# Start of DATA SUPPLIED

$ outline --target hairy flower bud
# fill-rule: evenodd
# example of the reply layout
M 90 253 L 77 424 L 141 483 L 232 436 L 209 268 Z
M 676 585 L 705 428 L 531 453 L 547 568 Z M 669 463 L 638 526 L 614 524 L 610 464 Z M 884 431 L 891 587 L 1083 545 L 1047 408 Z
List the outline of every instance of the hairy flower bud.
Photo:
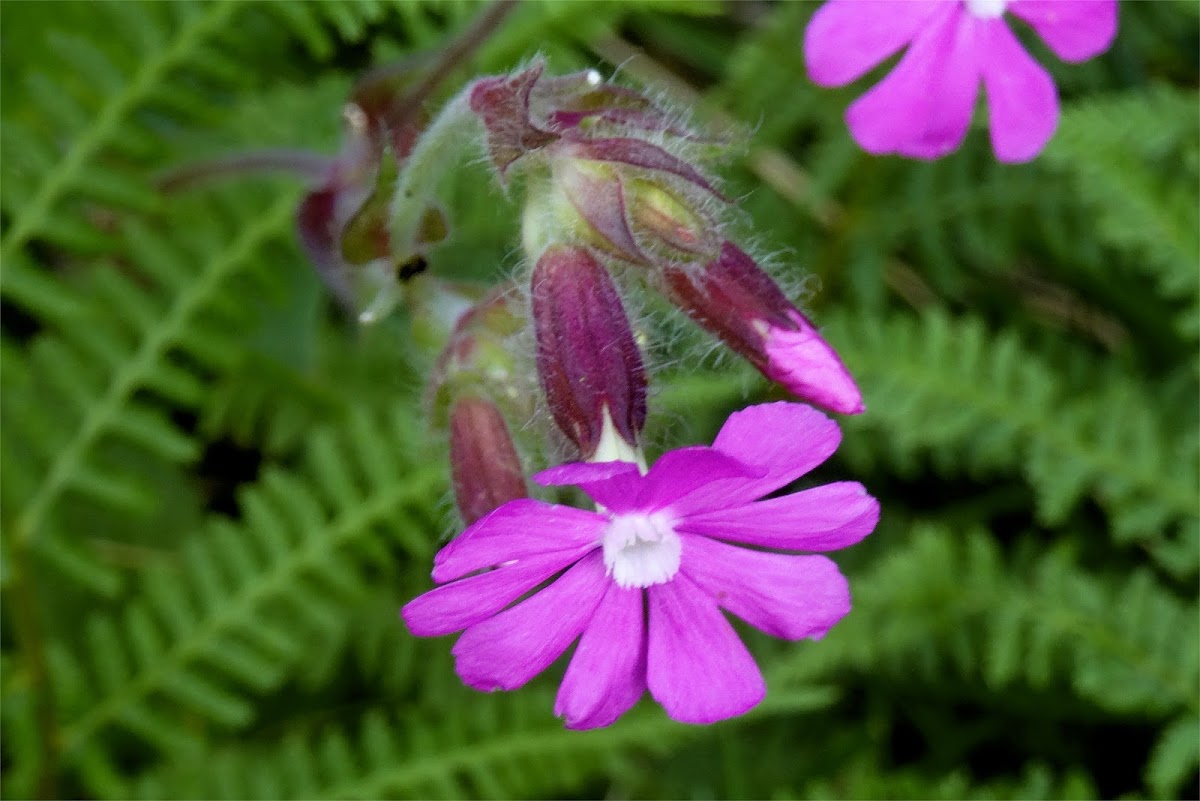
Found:
M 703 264 L 720 249 L 702 210 L 716 189 L 694 167 L 631 138 L 563 141 L 547 149 L 553 189 L 586 241 L 643 266 Z
M 512 356 L 514 337 L 524 327 L 524 321 L 512 309 L 511 293 L 511 284 L 500 284 L 457 315 L 427 391 L 427 403 L 439 424 L 445 423 L 455 401 L 470 396 L 490 398 L 511 414 L 532 411 L 532 405 L 521 402 L 523 380 L 516 375 Z M 420 307 L 445 307 L 442 317 L 448 318 L 455 314 L 460 302 L 461 296 L 444 291 L 428 297 Z M 428 330 L 425 336 L 432 338 L 437 336 L 432 331 L 436 325 L 436 320 L 414 325 L 414 335 Z
M 688 317 L 792 395 L 841 414 L 864 410 L 834 349 L 736 245 L 725 242 L 703 270 L 665 270 L 662 288 Z
M 533 319 L 538 377 L 559 429 L 584 459 L 618 458 L 611 446 L 636 452 L 646 372 L 608 272 L 584 248 L 551 246 L 533 273 Z
M 468 525 L 528 495 L 504 415 L 484 398 L 458 398 L 450 410 L 450 470 L 455 501 Z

# End of DATA SUPPLIED

__DIRECTIONS__: Write out every line of the data above verbatim, leaving the pictures out.

__COMPLETED EXERCISE__:
$ outline --target hairy flower bud
# fill-rule: evenodd
# example of the reply layout
M 90 253 L 77 424 L 141 483 L 232 436 L 209 268 Z
M 676 585 L 705 428 L 531 453 L 547 568 Z M 669 463 L 638 526 L 614 524 L 610 464 Z M 884 431 L 891 587 L 1083 545 L 1047 408 Z
List the outline of every instance of the hairy flower bud.
Photo:
Found:
M 703 264 L 720 249 L 702 210 L 716 189 L 694 167 L 631 138 L 563 141 L 547 149 L 553 189 L 586 241 L 643 266 Z
M 512 356 L 514 337 L 524 327 L 524 321 L 512 309 L 511 293 L 511 284 L 500 284 L 457 315 L 427 391 L 427 403 L 439 424 L 445 423 L 455 401 L 470 396 L 490 398 L 511 414 L 532 411 L 532 405 L 521 402 L 523 380 L 516 375 Z M 420 307 L 445 307 L 442 317 L 448 318 L 455 314 L 460 302 L 461 296 L 444 291 L 428 297 Z M 428 330 L 425 336 L 432 338 L 437 336 L 432 331 L 436 325 L 436 320 L 414 325 L 414 335 Z
M 688 317 L 792 395 L 841 414 L 864 410 L 834 349 L 736 245 L 725 242 L 703 270 L 665 270 L 662 288 Z
M 533 319 L 538 377 L 559 429 L 584 459 L 618 458 L 611 446 L 636 452 L 646 372 L 608 272 L 584 248 L 551 246 L 533 273 Z
M 468 525 L 528 495 L 504 415 L 484 398 L 458 398 L 450 410 L 450 470 L 455 501 Z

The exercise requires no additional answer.